**EXERCISE MATERIAL**:
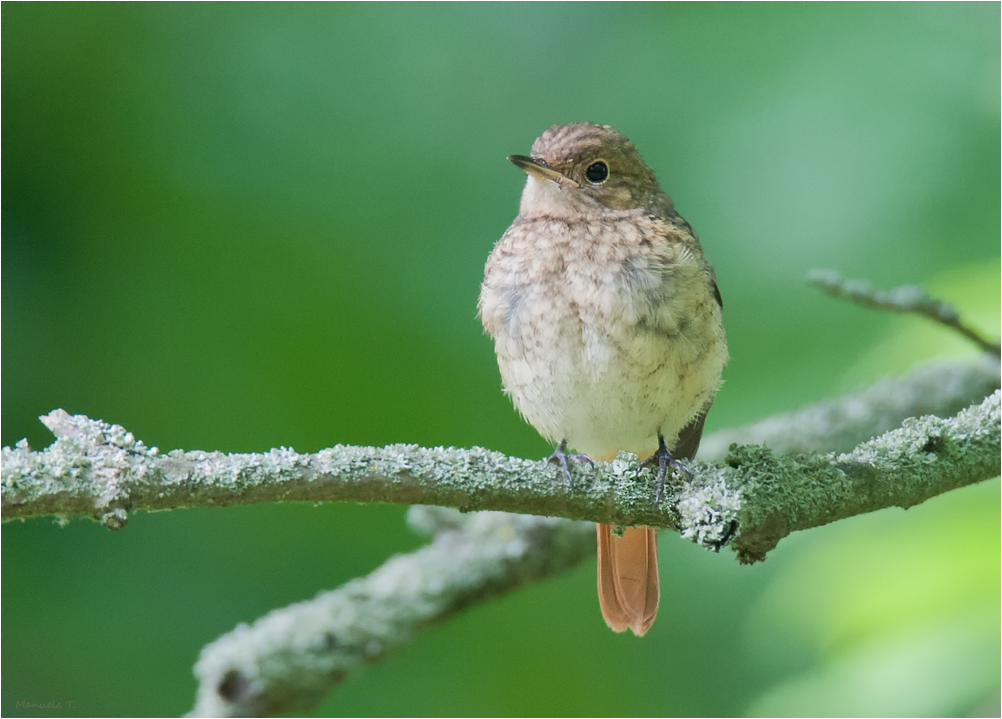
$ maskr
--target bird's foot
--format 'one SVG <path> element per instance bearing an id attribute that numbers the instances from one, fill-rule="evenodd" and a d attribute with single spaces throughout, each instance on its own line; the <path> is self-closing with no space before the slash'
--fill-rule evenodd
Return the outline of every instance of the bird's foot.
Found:
<path id="1" fill-rule="evenodd" d="M 661 495 L 665 491 L 665 477 L 668 474 L 669 468 L 671 468 L 672 474 L 684 474 L 687 477 L 691 477 L 692 474 L 689 472 L 688 467 L 671 456 L 671 452 L 668 451 L 668 445 L 665 444 L 665 438 L 660 434 L 658 435 L 657 452 L 640 463 L 640 469 L 637 473 L 639 474 L 647 467 L 653 467 L 655 463 L 658 465 L 658 481 L 654 491 L 654 504 L 657 505 L 661 501 Z"/>
<path id="2" fill-rule="evenodd" d="M 568 462 L 587 462 L 591 465 L 592 469 L 595 468 L 595 463 L 591 461 L 591 457 L 587 454 L 567 454 L 567 440 L 557 445 L 557 448 L 553 450 L 553 454 L 547 460 L 550 464 L 559 464 L 560 468 L 564 470 L 564 476 L 567 477 L 567 481 L 571 485 L 571 489 L 574 489 L 574 477 L 571 476 L 571 468 L 568 466 Z"/>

**THE TASK**:
Include the first line of the records, the line containing "Return the outline", and every line between them, repeated exactly. Skip the pictures.

**TASK ANSWER**:
$ maskr
--target bird's foot
--format 'one SVG <path> element per instance bearing an id attribute that numbers the instances from one, fill-rule="evenodd" and a d attribute with single spaces throughout, each instance on its own line; the <path> is self-closing with no space before the slash'
--fill-rule evenodd
Return the outline of every instance of the bird's foot.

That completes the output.